* What you have to do
Locate each line of the records below that contains the word "gray", and copy every such line.

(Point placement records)

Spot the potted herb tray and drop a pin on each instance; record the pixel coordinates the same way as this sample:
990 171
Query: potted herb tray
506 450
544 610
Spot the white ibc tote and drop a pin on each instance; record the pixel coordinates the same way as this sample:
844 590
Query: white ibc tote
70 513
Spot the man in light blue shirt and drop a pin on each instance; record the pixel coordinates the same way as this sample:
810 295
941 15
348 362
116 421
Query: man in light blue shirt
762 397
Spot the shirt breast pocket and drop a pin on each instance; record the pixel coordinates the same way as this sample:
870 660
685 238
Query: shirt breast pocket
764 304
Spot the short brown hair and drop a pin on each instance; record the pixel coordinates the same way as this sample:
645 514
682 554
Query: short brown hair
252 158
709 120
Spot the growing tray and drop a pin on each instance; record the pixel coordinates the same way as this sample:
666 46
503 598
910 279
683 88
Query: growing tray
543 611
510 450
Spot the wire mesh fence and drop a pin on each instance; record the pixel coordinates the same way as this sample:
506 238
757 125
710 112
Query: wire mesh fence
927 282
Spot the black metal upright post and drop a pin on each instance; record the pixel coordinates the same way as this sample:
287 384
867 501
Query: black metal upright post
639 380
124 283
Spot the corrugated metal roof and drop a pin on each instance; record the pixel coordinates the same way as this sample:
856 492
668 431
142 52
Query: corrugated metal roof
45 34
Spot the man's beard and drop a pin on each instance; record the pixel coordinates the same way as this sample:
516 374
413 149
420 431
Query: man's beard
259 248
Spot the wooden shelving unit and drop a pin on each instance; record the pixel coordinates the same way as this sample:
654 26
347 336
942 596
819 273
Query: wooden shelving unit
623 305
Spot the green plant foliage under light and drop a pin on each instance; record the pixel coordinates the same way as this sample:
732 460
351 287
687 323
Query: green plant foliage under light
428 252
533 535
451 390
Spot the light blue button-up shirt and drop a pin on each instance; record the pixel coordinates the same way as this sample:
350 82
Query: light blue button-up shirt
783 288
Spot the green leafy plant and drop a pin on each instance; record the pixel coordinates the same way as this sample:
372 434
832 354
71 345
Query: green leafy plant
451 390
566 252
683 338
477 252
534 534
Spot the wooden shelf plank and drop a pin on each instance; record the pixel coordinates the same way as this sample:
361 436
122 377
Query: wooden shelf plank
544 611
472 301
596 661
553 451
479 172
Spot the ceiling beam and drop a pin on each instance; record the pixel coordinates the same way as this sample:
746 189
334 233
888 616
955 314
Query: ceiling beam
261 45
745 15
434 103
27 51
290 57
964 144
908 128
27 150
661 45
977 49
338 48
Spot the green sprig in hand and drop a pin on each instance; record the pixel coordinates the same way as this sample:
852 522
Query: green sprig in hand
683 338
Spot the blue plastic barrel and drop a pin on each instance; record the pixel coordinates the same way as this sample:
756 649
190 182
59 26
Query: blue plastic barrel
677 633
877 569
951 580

* * *

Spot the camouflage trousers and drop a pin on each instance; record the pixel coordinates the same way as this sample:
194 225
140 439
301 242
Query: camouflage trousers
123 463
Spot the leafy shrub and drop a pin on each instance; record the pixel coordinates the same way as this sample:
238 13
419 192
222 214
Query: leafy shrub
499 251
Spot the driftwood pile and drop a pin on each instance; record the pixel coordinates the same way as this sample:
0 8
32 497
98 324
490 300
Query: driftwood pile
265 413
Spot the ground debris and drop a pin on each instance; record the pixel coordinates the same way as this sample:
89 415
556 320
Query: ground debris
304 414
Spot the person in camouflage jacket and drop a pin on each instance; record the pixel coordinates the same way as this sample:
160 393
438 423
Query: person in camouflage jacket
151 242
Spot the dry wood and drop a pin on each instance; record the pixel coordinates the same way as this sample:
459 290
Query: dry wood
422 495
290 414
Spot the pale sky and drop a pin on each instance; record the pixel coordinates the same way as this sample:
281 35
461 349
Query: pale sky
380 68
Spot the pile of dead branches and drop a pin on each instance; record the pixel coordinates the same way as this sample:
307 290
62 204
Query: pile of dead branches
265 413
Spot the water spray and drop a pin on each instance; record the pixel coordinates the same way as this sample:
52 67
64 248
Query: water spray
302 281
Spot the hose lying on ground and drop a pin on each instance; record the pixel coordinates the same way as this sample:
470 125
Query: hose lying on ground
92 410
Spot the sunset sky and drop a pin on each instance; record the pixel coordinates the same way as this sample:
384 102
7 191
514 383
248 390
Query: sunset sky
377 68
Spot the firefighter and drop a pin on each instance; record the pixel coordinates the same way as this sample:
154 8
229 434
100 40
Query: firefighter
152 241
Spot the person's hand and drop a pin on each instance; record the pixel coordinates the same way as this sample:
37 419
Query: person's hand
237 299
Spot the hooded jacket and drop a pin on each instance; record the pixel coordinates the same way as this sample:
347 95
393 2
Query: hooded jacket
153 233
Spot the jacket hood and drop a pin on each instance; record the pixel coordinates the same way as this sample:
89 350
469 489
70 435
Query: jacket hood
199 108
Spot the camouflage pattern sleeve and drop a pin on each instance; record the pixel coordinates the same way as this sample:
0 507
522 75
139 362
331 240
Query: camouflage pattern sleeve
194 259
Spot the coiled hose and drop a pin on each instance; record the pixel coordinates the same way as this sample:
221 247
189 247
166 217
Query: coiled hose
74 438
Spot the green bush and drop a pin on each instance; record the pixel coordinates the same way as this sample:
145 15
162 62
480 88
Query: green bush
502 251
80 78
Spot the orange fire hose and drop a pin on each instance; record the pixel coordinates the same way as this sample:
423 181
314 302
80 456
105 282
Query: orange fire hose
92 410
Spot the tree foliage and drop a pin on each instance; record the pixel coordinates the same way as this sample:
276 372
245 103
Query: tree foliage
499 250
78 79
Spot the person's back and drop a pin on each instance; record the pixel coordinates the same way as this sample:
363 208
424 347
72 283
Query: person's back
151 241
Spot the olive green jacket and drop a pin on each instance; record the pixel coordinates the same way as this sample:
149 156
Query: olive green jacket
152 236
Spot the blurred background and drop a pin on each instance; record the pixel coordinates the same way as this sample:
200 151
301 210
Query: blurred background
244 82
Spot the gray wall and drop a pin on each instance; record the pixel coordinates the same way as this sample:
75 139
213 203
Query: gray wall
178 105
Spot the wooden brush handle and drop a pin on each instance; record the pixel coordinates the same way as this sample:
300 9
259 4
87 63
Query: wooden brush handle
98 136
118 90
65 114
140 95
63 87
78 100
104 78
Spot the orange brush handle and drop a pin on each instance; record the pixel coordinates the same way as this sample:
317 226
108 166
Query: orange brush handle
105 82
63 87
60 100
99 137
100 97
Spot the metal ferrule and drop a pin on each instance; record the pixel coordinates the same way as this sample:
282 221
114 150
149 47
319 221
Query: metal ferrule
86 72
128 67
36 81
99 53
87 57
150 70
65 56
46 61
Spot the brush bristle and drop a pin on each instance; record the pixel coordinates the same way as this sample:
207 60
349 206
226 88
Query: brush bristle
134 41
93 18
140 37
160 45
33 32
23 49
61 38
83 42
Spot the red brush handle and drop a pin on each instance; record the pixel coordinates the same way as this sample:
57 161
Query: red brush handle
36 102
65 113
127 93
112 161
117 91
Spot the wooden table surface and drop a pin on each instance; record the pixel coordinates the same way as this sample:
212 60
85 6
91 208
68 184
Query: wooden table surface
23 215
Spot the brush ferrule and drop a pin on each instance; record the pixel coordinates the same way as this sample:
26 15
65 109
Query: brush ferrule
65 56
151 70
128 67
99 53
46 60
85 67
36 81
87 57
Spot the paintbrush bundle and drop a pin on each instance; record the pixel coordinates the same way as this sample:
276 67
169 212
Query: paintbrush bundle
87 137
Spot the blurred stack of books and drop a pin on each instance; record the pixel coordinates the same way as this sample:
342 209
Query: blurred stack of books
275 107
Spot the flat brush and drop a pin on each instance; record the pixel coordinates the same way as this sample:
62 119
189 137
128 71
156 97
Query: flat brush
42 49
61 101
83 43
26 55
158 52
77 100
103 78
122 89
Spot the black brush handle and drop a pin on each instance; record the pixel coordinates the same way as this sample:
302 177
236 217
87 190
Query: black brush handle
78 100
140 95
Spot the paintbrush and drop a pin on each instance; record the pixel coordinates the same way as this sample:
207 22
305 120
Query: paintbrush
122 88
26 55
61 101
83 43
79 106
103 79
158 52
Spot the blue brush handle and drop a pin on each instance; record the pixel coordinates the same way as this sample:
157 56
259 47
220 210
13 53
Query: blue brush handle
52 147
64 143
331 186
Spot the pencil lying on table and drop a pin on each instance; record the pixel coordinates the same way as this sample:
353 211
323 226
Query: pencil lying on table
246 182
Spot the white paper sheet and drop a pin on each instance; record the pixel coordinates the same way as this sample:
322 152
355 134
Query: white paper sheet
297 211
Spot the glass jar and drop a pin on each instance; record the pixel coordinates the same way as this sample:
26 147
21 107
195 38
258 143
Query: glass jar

* Answer below
Spot the gray wall and drop a pin on each instance; record the pixel coordinates the same way as this sample:
Query: gray wall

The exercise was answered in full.